• What the exercise asks: Drop the images; return everything else in the listing below exactly.

• Data:
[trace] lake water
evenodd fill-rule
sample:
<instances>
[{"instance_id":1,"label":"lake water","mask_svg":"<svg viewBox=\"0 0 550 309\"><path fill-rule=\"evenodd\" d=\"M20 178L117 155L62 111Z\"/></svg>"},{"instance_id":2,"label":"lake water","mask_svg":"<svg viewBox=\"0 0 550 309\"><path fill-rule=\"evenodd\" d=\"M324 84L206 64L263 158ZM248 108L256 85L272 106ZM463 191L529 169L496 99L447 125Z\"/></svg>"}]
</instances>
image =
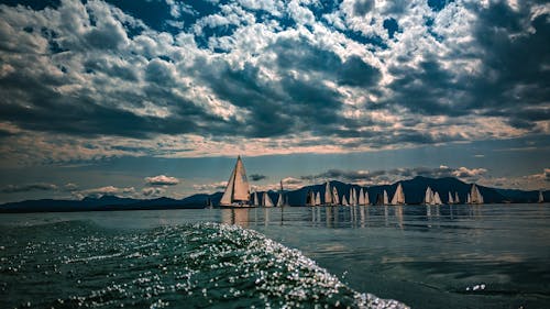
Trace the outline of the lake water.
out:
<instances>
[{"instance_id":1,"label":"lake water","mask_svg":"<svg viewBox=\"0 0 550 309\"><path fill-rule=\"evenodd\" d=\"M0 233L1 308L550 308L548 203L1 214Z\"/></svg>"}]
</instances>

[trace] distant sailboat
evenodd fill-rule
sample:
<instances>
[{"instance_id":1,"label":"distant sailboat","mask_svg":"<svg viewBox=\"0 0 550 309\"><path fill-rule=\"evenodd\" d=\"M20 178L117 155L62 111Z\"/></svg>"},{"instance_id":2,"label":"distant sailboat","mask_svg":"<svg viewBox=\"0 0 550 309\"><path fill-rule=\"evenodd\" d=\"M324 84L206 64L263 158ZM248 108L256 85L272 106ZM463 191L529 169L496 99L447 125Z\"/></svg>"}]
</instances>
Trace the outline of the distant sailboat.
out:
<instances>
[{"instance_id":1,"label":"distant sailboat","mask_svg":"<svg viewBox=\"0 0 550 309\"><path fill-rule=\"evenodd\" d=\"M392 205L405 205L405 192L403 192L402 183L397 185Z\"/></svg>"},{"instance_id":2,"label":"distant sailboat","mask_svg":"<svg viewBox=\"0 0 550 309\"><path fill-rule=\"evenodd\" d=\"M365 194L363 192L363 188L359 189L359 205L365 205Z\"/></svg>"},{"instance_id":3,"label":"distant sailboat","mask_svg":"<svg viewBox=\"0 0 550 309\"><path fill-rule=\"evenodd\" d=\"M332 203L333 205L339 205L340 203L340 198L338 197L338 189L337 189L337 187L332 187Z\"/></svg>"},{"instance_id":4,"label":"distant sailboat","mask_svg":"<svg viewBox=\"0 0 550 309\"><path fill-rule=\"evenodd\" d=\"M345 196L342 196L342 206L350 206Z\"/></svg>"},{"instance_id":5,"label":"distant sailboat","mask_svg":"<svg viewBox=\"0 0 550 309\"><path fill-rule=\"evenodd\" d=\"M321 192L317 191L315 196L315 206L321 205Z\"/></svg>"},{"instance_id":6,"label":"distant sailboat","mask_svg":"<svg viewBox=\"0 0 550 309\"><path fill-rule=\"evenodd\" d=\"M332 205L332 190L330 189L330 183L327 181L324 186L324 205Z\"/></svg>"},{"instance_id":7,"label":"distant sailboat","mask_svg":"<svg viewBox=\"0 0 550 309\"><path fill-rule=\"evenodd\" d=\"M263 207L273 207L273 201L272 198L267 192L264 192L264 198L263 198Z\"/></svg>"},{"instance_id":8,"label":"distant sailboat","mask_svg":"<svg viewBox=\"0 0 550 309\"><path fill-rule=\"evenodd\" d=\"M442 205L441 197L439 197L439 192L436 191L433 195L433 205Z\"/></svg>"},{"instance_id":9,"label":"distant sailboat","mask_svg":"<svg viewBox=\"0 0 550 309\"><path fill-rule=\"evenodd\" d=\"M472 185L472 189L470 191L470 203L483 203L483 196L475 184Z\"/></svg>"},{"instance_id":10,"label":"distant sailboat","mask_svg":"<svg viewBox=\"0 0 550 309\"><path fill-rule=\"evenodd\" d=\"M220 200L220 206L226 207L250 207L250 186L246 172L242 164L241 156L237 157L237 164L231 172L228 186Z\"/></svg>"},{"instance_id":11,"label":"distant sailboat","mask_svg":"<svg viewBox=\"0 0 550 309\"><path fill-rule=\"evenodd\" d=\"M278 198L277 198L277 207L283 207L285 206L285 200L283 196L283 180L280 180L280 190L278 191Z\"/></svg>"},{"instance_id":12,"label":"distant sailboat","mask_svg":"<svg viewBox=\"0 0 550 309\"><path fill-rule=\"evenodd\" d=\"M260 205L260 200L257 199L256 191L254 191L254 194L252 195L252 206L258 206L258 205Z\"/></svg>"},{"instance_id":13,"label":"distant sailboat","mask_svg":"<svg viewBox=\"0 0 550 309\"><path fill-rule=\"evenodd\" d=\"M424 203L425 205L433 205L433 191L431 190L430 187L426 189L426 194L424 196Z\"/></svg>"},{"instance_id":14,"label":"distant sailboat","mask_svg":"<svg viewBox=\"0 0 550 309\"><path fill-rule=\"evenodd\" d=\"M356 195L355 195L355 188L353 188L353 187L350 189L350 205L351 206L358 205L358 198L356 198Z\"/></svg>"}]
</instances>

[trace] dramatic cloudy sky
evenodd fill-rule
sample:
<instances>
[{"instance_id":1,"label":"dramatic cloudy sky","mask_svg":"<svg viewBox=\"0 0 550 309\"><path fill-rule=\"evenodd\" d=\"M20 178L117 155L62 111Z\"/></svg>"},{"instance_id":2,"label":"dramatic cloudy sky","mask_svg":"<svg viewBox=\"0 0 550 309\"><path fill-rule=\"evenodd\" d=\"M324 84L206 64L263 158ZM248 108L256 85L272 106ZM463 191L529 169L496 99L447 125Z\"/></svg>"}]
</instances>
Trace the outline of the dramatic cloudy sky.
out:
<instances>
[{"instance_id":1,"label":"dramatic cloudy sky","mask_svg":"<svg viewBox=\"0 0 550 309\"><path fill-rule=\"evenodd\" d=\"M0 2L0 202L550 187L548 1Z\"/></svg>"}]
</instances>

• Response for this exercise:
[trace] lake water
evenodd fill-rule
sample:
<instances>
[{"instance_id":1,"label":"lake water","mask_svg":"<svg viewBox=\"0 0 550 309\"><path fill-rule=\"evenodd\" d=\"M20 178L117 155L62 111Z\"/></svg>"},{"instance_id":2,"label":"lake water","mask_svg":"<svg viewBox=\"0 0 550 309\"><path fill-rule=\"evenodd\" d=\"M324 84L206 64L263 158ZM248 108L256 85L272 106ZM463 191L529 169L496 99L447 125Z\"/></svg>"}]
</instances>
image =
Trace the outline of the lake water.
out:
<instances>
[{"instance_id":1,"label":"lake water","mask_svg":"<svg viewBox=\"0 0 550 309\"><path fill-rule=\"evenodd\" d=\"M0 233L1 308L550 308L548 203L1 214Z\"/></svg>"}]
</instances>

[trace] distant sailboat
evenodd fill-rule
sample:
<instances>
[{"instance_id":1,"label":"distant sailboat","mask_svg":"<svg viewBox=\"0 0 550 309\"><path fill-rule=\"evenodd\" d=\"M20 178L117 155L62 111Z\"/></svg>"},{"instance_id":2,"label":"distant sailboat","mask_svg":"<svg viewBox=\"0 0 550 309\"><path fill-rule=\"evenodd\" d=\"M324 84L206 64L263 158ZM248 108L256 85L272 106ZM463 191L529 169L496 99L447 125Z\"/></svg>"}]
</instances>
Trace the outline of the distant sailboat.
out:
<instances>
[{"instance_id":1,"label":"distant sailboat","mask_svg":"<svg viewBox=\"0 0 550 309\"><path fill-rule=\"evenodd\" d=\"M392 205L405 205L405 192L403 192L402 183L397 185Z\"/></svg>"},{"instance_id":2,"label":"distant sailboat","mask_svg":"<svg viewBox=\"0 0 550 309\"><path fill-rule=\"evenodd\" d=\"M365 194L363 192L363 188L359 189L359 205L365 205Z\"/></svg>"},{"instance_id":3,"label":"distant sailboat","mask_svg":"<svg viewBox=\"0 0 550 309\"><path fill-rule=\"evenodd\" d=\"M332 203L333 205L339 205L340 203L340 198L338 197L338 189L337 189L337 187L332 187Z\"/></svg>"},{"instance_id":4,"label":"distant sailboat","mask_svg":"<svg viewBox=\"0 0 550 309\"><path fill-rule=\"evenodd\" d=\"M345 196L342 196L342 206L350 206Z\"/></svg>"},{"instance_id":5,"label":"distant sailboat","mask_svg":"<svg viewBox=\"0 0 550 309\"><path fill-rule=\"evenodd\" d=\"M321 192L317 191L315 196L315 206L321 205Z\"/></svg>"},{"instance_id":6,"label":"distant sailboat","mask_svg":"<svg viewBox=\"0 0 550 309\"><path fill-rule=\"evenodd\" d=\"M332 205L332 190L330 189L330 183L327 181L324 186L324 205Z\"/></svg>"},{"instance_id":7,"label":"distant sailboat","mask_svg":"<svg viewBox=\"0 0 550 309\"><path fill-rule=\"evenodd\" d=\"M263 207L273 207L273 201L272 198L267 192L264 192L264 198L263 198Z\"/></svg>"},{"instance_id":8,"label":"distant sailboat","mask_svg":"<svg viewBox=\"0 0 550 309\"><path fill-rule=\"evenodd\" d=\"M442 205L441 197L439 197L439 192L436 191L433 195L433 205Z\"/></svg>"},{"instance_id":9,"label":"distant sailboat","mask_svg":"<svg viewBox=\"0 0 550 309\"><path fill-rule=\"evenodd\" d=\"M472 185L472 189L470 191L470 203L483 203L483 196L475 184Z\"/></svg>"},{"instance_id":10,"label":"distant sailboat","mask_svg":"<svg viewBox=\"0 0 550 309\"><path fill-rule=\"evenodd\" d=\"M220 200L220 206L226 207L250 207L250 186L246 172L242 164L241 156L237 157L237 164L231 172L228 186Z\"/></svg>"},{"instance_id":11,"label":"distant sailboat","mask_svg":"<svg viewBox=\"0 0 550 309\"><path fill-rule=\"evenodd\" d=\"M278 198L277 198L277 207L283 207L285 206L285 200L283 196L283 180L280 180L280 190L278 191Z\"/></svg>"},{"instance_id":12,"label":"distant sailboat","mask_svg":"<svg viewBox=\"0 0 550 309\"><path fill-rule=\"evenodd\" d=\"M260 205L260 200L257 199L256 191L254 191L254 194L252 195L252 206L258 206L258 205Z\"/></svg>"},{"instance_id":13,"label":"distant sailboat","mask_svg":"<svg viewBox=\"0 0 550 309\"><path fill-rule=\"evenodd\" d=\"M424 203L425 205L433 205L433 191L431 190L430 187L426 189L426 194L424 196Z\"/></svg>"},{"instance_id":14,"label":"distant sailboat","mask_svg":"<svg viewBox=\"0 0 550 309\"><path fill-rule=\"evenodd\" d=\"M356 195L355 195L355 188L353 188L353 187L350 189L350 205L351 206L358 205L358 198L356 198Z\"/></svg>"}]
</instances>

[trace] dramatic cloudy sky
evenodd fill-rule
sample:
<instances>
[{"instance_id":1,"label":"dramatic cloudy sky","mask_svg":"<svg viewBox=\"0 0 550 309\"><path fill-rule=\"evenodd\" d=\"M20 178L117 155L62 111Z\"/></svg>"},{"instance_id":2,"label":"dramatic cloudy sky","mask_svg":"<svg viewBox=\"0 0 550 309\"><path fill-rule=\"evenodd\" d=\"M324 84L206 64L263 158ZM248 108L256 85L272 106ZM463 191L529 169L496 99L447 125Z\"/></svg>"}]
</instances>
Trace the outline of the dramatic cloudy sky.
out:
<instances>
[{"instance_id":1,"label":"dramatic cloudy sky","mask_svg":"<svg viewBox=\"0 0 550 309\"><path fill-rule=\"evenodd\" d=\"M0 2L0 202L550 187L548 1Z\"/></svg>"}]
</instances>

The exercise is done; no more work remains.